◆ REQUIRED WORK ◆
With the pictures left out, copy the records below exactly from the first line down to the line holding "Put one marker on each instance of the neon arrow", and include that line.

◆ TASK INPUT ◆
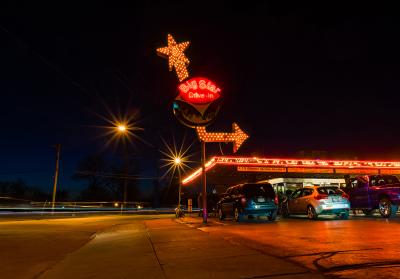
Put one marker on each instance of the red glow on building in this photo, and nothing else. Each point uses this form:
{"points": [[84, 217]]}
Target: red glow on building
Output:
{"points": [[299, 166], [199, 91]]}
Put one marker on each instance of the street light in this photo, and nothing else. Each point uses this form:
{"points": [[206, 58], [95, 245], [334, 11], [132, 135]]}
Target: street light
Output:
{"points": [[177, 163], [176, 159], [121, 128]]}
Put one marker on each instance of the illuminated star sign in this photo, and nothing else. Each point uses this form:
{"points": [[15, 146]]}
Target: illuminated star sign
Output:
{"points": [[176, 57]]}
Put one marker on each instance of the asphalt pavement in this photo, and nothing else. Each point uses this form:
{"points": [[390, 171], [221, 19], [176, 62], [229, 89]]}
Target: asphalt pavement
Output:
{"points": [[160, 246]]}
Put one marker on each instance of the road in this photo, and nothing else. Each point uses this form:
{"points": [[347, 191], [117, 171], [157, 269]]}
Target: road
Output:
{"points": [[159, 246], [362, 247]]}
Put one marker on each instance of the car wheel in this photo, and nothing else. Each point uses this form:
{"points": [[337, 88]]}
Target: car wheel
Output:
{"points": [[285, 211], [344, 216], [311, 214], [236, 215], [386, 208], [221, 215], [272, 216], [367, 212]]}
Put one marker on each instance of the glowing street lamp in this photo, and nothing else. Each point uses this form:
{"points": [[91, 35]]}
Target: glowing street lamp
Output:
{"points": [[121, 128], [176, 159]]}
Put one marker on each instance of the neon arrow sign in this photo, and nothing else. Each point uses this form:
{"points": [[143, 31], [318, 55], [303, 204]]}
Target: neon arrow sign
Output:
{"points": [[237, 137]]}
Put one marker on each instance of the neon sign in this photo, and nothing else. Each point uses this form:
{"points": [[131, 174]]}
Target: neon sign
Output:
{"points": [[177, 59], [298, 165], [199, 91]]}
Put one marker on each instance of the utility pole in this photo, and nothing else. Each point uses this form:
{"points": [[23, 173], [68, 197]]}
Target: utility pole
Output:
{"points": [[204, 183], [58, 149]]}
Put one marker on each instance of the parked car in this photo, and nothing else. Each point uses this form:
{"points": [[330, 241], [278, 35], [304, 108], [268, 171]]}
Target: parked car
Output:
{"points": [[248, 200], [317, 200], [212, 200], [371, 192]]}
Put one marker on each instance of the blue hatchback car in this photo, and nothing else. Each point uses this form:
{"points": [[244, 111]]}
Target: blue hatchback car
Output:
{"points": [[248, 199]]}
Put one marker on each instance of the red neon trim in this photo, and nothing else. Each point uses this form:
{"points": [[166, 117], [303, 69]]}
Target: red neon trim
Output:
{"points": [[292, 163]]}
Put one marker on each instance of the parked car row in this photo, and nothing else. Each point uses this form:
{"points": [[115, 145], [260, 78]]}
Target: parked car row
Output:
{"points": [[366, 193]]}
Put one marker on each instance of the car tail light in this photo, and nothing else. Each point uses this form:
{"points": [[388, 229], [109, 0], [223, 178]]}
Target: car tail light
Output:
{"points": [[321, 197]]}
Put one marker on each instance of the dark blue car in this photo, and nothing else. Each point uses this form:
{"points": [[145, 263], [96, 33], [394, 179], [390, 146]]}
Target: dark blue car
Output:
{"points": [[248, 200]]}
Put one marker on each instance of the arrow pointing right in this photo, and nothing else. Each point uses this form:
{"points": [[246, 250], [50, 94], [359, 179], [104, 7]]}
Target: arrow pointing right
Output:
{"points": [[237, 137]]}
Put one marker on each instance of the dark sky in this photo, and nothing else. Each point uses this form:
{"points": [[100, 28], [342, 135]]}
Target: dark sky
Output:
{"points": [[293, 77]]}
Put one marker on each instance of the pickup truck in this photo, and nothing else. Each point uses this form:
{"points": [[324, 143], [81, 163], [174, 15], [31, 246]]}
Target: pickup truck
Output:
{"points": [[370, 192]]}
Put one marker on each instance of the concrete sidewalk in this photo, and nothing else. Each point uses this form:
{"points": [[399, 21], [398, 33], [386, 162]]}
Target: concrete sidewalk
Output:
{"points": [[169, 248]]}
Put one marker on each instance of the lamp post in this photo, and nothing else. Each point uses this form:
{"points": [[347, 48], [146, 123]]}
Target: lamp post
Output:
{"points": [[121, 130], [177, 163]]}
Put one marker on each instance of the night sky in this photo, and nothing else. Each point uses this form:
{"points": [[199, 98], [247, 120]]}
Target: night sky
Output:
{"points": [[294, 78]]}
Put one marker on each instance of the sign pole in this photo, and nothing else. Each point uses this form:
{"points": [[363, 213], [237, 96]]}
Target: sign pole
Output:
{"points": [[203, 175]]}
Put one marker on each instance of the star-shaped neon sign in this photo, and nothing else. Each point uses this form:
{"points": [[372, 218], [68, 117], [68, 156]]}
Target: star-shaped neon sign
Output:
{"points": [[176, 57]]}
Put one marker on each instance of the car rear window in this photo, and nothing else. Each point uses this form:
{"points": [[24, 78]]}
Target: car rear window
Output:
{"points": [[253, 190], [329, 191]]}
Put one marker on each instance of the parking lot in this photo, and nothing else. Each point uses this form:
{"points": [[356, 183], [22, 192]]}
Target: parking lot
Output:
{"points": [[161, 246], [361, 247]]}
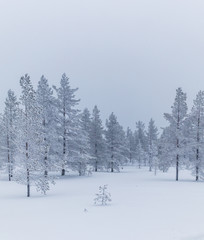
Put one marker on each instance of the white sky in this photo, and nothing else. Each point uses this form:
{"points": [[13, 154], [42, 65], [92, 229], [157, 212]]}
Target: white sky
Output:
{"points": [[126, 56]]}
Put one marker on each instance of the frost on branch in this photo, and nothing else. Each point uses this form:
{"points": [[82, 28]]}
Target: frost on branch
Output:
{"points": [[103, 196]]}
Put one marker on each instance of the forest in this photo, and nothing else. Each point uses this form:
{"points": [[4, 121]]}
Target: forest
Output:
{"points": [[45, 135]]}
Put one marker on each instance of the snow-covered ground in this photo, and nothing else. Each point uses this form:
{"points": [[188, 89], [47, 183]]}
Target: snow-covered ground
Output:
{"points": [[144, 207]]}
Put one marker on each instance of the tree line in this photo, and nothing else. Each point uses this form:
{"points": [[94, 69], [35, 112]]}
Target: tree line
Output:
{"points": [[44, 132]]}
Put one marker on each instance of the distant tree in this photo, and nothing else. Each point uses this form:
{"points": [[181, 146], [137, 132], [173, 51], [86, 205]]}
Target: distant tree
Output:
{"points": [[45, 100], [103, 196], [66, 119], [9, 133], [152, 136], [141, 138], [196, 136], [97, 141], [115, 137], [131, 152], [30, 141], [176, 120]]}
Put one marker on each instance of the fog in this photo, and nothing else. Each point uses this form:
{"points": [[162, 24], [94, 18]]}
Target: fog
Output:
{"points": [[125, 56]]}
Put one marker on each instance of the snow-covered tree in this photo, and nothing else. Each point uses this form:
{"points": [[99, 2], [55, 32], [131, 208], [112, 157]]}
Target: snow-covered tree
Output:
{"points": [[79, 158], [103, 196], [45, 100], [131, 151], [97, 141], [141, 155], [115, 139], [152, 135], [30, 145], [196, 136], [141, 138], [66, 103], [9, 133], [176, 120]]}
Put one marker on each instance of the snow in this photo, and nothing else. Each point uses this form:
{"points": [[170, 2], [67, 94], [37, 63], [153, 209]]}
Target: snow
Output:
{"points": [[143, 207]]}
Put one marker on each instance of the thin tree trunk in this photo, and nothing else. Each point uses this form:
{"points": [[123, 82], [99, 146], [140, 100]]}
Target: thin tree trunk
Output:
{"points": [[197, 168], [28, 183], [112, 170], [177, 166], [28, 173], [9, 160]]}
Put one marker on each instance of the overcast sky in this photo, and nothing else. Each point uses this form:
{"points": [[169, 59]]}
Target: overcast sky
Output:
{"points": [[126, 56]]}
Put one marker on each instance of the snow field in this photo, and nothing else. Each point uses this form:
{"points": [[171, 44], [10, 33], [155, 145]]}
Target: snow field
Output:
{"points": [[143, 207]]}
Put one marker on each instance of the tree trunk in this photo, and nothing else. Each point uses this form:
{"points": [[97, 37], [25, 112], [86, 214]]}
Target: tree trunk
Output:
{"points": [[28, 183], [197, 168], [63, 172], [96, 166], [9, 160], [177, 166], [112, 170]]}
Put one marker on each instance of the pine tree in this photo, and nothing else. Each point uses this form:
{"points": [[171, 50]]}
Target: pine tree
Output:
{"points": [[196, 136], [141, 138], [131, 152], [97, 140], [80, 155], [9, 119], [45, 100], [176, 120], [66, 119], [152, 135], [115, 137], [30, 141]]}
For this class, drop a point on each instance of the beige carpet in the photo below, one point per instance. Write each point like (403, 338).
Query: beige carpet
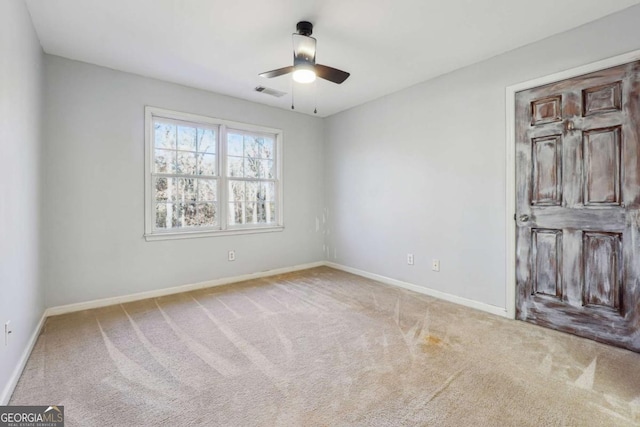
(322, 348)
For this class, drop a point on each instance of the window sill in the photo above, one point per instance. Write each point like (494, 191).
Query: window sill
(209, 233)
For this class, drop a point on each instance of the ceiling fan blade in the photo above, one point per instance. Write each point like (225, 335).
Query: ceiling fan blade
(332, 74)
(278, 72)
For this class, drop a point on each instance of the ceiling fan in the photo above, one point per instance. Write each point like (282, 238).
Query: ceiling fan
(304, 68)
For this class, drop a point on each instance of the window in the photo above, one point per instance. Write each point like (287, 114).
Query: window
(208, 177)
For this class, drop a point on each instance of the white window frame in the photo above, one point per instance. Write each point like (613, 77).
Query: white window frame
(223, 228)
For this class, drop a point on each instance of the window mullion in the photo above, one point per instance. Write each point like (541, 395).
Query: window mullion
(222, 177)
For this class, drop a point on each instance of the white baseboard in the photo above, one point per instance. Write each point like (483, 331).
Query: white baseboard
(499, 311)
(104, 302)
(17, 372)
(54, 311)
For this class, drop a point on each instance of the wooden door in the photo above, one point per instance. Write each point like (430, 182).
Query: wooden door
(578, 201)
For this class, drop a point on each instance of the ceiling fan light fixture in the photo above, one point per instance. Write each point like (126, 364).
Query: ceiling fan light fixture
(304, 74)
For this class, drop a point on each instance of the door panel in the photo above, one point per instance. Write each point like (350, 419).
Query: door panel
(578, 205)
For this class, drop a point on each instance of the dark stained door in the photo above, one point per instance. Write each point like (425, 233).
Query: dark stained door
(578, 206)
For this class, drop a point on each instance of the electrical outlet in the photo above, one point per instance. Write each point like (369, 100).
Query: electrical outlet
(7, 331)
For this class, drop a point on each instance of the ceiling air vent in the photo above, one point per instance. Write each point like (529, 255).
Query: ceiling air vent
(269, 91)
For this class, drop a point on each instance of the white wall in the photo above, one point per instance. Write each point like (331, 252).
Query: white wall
(21, 291)
(94, 191)
(423, 170)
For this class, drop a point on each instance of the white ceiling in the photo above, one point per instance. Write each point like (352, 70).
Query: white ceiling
(221, 46)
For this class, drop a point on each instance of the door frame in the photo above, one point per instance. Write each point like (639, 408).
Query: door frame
(510, 196)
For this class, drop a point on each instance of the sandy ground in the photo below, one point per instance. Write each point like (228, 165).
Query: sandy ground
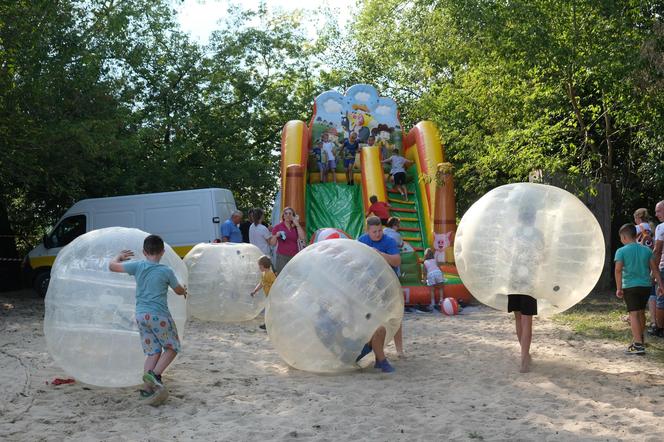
(460, 382)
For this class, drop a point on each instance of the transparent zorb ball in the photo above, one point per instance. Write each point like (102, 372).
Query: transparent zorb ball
(89, 320)
(221, 278)
(529, 239)
(327, 303)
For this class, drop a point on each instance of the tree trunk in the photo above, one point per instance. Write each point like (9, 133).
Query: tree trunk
(10, 264)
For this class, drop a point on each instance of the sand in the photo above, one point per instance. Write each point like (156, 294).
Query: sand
(460, 382)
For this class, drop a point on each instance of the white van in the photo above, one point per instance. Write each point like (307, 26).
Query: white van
(183, 219)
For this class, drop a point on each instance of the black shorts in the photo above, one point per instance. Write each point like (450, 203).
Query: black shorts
(636, 298)
(399, 178)
(525, 304)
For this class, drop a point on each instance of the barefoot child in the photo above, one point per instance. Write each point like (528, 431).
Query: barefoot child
(159, 336)
(398, 172)
(634, 262)
(432, 275)
(267, 278)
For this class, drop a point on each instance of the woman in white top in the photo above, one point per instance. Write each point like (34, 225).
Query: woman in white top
(259, 234)
(392, 230)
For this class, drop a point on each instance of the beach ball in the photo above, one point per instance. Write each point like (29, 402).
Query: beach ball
(89, 322)
(529, 239)
(449, 307)
(221, 278)
(327, 303)
(328, 233)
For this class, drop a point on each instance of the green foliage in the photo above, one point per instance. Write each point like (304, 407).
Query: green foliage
(100, 98)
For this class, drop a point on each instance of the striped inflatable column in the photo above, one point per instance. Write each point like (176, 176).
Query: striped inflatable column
(444, 217)
(373, 179)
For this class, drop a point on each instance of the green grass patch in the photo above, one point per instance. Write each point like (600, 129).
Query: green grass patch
(599, 315)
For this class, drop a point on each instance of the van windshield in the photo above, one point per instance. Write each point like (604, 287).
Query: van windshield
(68, 230)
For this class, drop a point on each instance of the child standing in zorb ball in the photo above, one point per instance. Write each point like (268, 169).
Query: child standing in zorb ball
(159, 336)
(527, 245)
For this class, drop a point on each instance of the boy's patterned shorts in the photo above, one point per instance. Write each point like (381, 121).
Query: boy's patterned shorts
(157, 332)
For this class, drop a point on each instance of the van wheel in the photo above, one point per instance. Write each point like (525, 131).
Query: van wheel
(41, 281)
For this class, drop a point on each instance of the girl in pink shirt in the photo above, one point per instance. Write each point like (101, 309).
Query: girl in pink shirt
(286, 235)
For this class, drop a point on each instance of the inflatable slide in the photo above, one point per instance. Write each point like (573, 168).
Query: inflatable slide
(428, 216)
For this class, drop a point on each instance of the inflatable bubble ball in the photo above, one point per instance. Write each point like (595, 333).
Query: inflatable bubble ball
(89, 323)
(529, 239)
(327, 303)
(221, 278)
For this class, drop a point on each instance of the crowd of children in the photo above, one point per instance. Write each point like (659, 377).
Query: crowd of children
(639, 271)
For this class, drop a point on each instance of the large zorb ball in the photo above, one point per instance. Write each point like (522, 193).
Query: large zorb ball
(90, 323)
(221, 278)
(529, 239)
(327, 303)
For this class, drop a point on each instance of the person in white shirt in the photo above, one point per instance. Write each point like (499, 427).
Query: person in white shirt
(330, 148)
(259, 234)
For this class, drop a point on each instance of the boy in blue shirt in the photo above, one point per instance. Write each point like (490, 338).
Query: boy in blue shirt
(159, 336)
(388, 249)
(634, 262)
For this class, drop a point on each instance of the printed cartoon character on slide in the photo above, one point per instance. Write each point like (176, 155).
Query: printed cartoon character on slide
(442, 241)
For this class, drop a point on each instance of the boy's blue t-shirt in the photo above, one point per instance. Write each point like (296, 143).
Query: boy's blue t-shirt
(152, 282)
(636, 265)
(386, 245)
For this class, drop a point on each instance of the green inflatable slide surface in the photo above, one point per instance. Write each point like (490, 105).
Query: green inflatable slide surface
(334, 205)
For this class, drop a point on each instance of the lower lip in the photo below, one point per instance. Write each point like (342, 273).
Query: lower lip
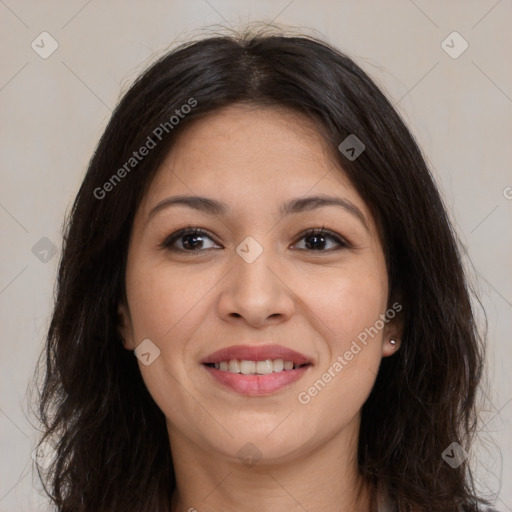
(256, 384)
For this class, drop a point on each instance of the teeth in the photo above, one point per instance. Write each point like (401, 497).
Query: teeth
(256, 367)
(247, 367)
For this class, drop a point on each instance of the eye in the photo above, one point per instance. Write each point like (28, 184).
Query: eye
(316, 240)
(191, 240)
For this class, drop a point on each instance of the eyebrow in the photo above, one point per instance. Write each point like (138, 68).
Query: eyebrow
(294, 206)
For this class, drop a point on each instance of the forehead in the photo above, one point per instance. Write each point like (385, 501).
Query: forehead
(246, 151)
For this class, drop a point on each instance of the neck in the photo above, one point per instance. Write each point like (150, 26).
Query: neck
(324, 478)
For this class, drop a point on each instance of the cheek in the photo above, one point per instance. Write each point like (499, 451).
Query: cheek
(165, 301)
(344, 301)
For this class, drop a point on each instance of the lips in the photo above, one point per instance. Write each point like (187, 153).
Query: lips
(273, 380)
(256, 353)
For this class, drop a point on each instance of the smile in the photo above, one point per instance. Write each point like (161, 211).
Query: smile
(257, 369)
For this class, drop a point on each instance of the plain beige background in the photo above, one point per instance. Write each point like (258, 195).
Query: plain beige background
(53, 111)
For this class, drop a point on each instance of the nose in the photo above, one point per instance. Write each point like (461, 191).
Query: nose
(256, 293)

◆ TASK ANSWER ◆
Put one marker on each instance of the red glow on building in this photo, and nothing else. Each point uses this form:
{"points": [[84, 217]]}
Target: red glow on building
Output:
{"points": [[299, 166], [199, 91]]}
Put one marker on each instance of the street light in this photo, and nothing else. Each point uses this form:
{"points": [[206, 58], [95, 245], [334, 11], [132, 135]]}
Target: street light
Output:
{"points": [[177, 163], [176, 159], [121, 128]]}
Put one marker on each instance of the illuminated star sign in this photo, and nothing else. Each point uses this form:
{"points": [[15, 146]]}
Target: illuminated star sign
Output:
{"points": [[176, 57]]}
Put one marker on each instance of the asphalt pavement in this photo, and nothing else. Each point uses this form:
{"points": [[390, 171], [221, 19], [176, 62], [229, 89]]}
Target: asphalt pavement
Output:
{"points": [[160, 246]]}
Put one marker on each instance of the road in this photo, and nothing else. Each point uses this form:
{"points": [[347, 191], [117, 171], [157, 269]]}
Target: road
Output:
{"points": [[159, 246], [362, 247]]}
Put one marker on each instance of the car wheel in this photo, and nothing else. Each point uses this form:
{"points": [[337, 88]]}
Target: car wheel
Output:
{"points": [[285, 211], [344, 216], [311, 214], [236, 215], [386, 208], [221, 215], [272, 216], [367, 212]]}
Put one marker on each instance of the glowing street lamp in this photo, and nothing else. Each point uses this form:
{"points": [[91, 35]]}
Target: glowing street lamp
Output:
{"points": [[121, 128], [176, 159]]}
Put one marker on each instance of the neon arrow sign in this photo, and nothing else. Each point uses this form:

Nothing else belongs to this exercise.